**Stated problem**
Copy out the stretch of material below from the line containing "For the scene shown above, tell me where the blue" through the end, shifting every coordinate in the answers up by 144. Keep the requests and their format samples unchanged.

**Data records**
- - -

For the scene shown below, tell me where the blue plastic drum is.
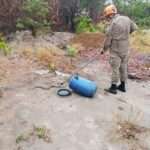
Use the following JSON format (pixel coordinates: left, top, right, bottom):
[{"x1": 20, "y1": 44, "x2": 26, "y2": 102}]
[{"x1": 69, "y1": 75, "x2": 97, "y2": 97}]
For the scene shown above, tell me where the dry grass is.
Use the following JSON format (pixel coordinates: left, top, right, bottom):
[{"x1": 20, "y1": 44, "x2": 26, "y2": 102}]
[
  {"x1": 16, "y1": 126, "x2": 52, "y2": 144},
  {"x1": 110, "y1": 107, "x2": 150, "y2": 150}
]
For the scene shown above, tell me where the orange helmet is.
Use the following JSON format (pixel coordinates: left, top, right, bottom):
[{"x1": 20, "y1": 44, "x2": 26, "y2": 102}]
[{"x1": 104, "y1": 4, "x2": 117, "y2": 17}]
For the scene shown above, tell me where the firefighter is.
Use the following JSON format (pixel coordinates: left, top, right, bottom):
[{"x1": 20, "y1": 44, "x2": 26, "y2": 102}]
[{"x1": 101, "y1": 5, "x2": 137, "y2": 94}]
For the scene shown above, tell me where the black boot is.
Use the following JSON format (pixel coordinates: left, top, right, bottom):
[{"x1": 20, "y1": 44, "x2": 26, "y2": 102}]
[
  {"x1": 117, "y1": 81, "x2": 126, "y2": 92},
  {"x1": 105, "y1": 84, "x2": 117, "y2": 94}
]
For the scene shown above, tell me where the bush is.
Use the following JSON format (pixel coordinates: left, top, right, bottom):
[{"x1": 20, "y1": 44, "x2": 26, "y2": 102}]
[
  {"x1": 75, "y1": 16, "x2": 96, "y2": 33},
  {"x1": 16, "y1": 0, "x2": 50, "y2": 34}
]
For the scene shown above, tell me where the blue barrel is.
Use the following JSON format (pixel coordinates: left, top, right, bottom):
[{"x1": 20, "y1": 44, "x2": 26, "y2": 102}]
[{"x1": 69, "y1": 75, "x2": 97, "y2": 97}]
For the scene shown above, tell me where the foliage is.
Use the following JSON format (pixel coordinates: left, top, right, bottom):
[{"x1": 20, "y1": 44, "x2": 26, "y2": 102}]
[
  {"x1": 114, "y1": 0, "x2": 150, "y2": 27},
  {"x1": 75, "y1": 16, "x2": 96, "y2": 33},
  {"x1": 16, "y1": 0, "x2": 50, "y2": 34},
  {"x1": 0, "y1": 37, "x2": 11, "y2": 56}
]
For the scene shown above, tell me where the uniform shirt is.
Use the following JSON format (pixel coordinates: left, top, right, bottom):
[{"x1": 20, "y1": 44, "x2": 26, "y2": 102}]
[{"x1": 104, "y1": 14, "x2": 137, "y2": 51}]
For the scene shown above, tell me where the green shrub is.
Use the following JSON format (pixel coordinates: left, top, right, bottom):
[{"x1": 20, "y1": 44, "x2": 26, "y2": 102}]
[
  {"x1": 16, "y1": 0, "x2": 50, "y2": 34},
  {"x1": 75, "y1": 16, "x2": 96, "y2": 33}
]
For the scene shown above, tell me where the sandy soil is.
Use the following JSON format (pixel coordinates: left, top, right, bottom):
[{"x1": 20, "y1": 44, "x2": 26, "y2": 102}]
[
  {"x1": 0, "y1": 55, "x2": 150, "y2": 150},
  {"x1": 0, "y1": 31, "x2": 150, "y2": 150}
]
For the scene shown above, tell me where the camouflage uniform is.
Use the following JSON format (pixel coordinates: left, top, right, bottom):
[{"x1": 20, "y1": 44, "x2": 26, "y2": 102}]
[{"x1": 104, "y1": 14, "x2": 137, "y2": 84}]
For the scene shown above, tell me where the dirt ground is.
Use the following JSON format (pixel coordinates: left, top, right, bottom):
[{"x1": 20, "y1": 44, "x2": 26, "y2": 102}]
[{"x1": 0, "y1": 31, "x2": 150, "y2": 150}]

- - -

**Finished exercise**
For the scene shown above, tell me where the blue barrel is.
Use the following JSON format (pixel coordinates: left, top, right, bottom):
[{"x1": 20, "y1": 44, "x2": 26, "y2": 102}]
[{"x1": 213, "y1": 219, "x2": 241, "y2": 241}]
For the scene shown above, tell me where the foliage is.
Use the following JSON format (pixel coordinates: left, top, right, bottom):
[{"x1": 20, "y1": 44, "x2": 26, "y2": 102}]
[
  {"x1": 258, "y1": 144, "x2": 294, "y2": 171},
  {"x1": 219, "y1": 160, "x2": 240, "y2": 177},
  {"x1": 160, "y1": 144, "x2": 194, "y2": 178},
  {"x1": 144, "y1": 181, "x2": 155, "y2": 200}
]
For the scene shown above, tell me where the uniform shirt is.
Use the following JSON format (pixel coordinates: left, top, right, bottom):
[{"x1": 20, "y1": 44, "x2": 26, "y2": 102}]
[{"x1": 248, "y1": 158, "x2": 281, "y2": 195}]
For the scene shown above, tell me where the green shrub is.
Use the following JSON format (pixel coordinates: left, top, right, bottom):
[{"x1": 20, "y1": 44, "x2": 26, "y2": 102}]
[
  {"x1": 160, "y1": 144, "x2": 194, "y2": 178},
  {"x1": 219, "y1": 160, "x2": 240, "y2": 177}
]
For the scene shown above, tell me where the sandy soil is.
Use the following JSON format (pixel coordinates: left, top, right, bottom):
[{"x1": 20, "y1": 44, "x2": 26, "y2": 102}]
[
  {"x1": 144, "y1": 199, "x2": 294, "y2": 294},
  {"x1": 144, "y1": 175, "x2": 294, "y2": 294}
]
For the scene shown above, tell me where the camouflage uniform is.
Use the following JSON format (pixel coordinates: left, top, right, bottom):
[{"x1": 20, "y1": 44, "x2": 26, "y2": 102}]
[{"x1": 248, "y1": 158, "x2": 281, "y2": 228}]
For the scene shown above, tell me where the dirt ground is.
Use the following JSON format (pixel coordinates: left, top, right, bottom):
[{"x1": 20, "y1": 44, "x2": 26, "y2": 102}]
[{"x1": 144, "y1": 175, "x2": 294, "y2": 294}]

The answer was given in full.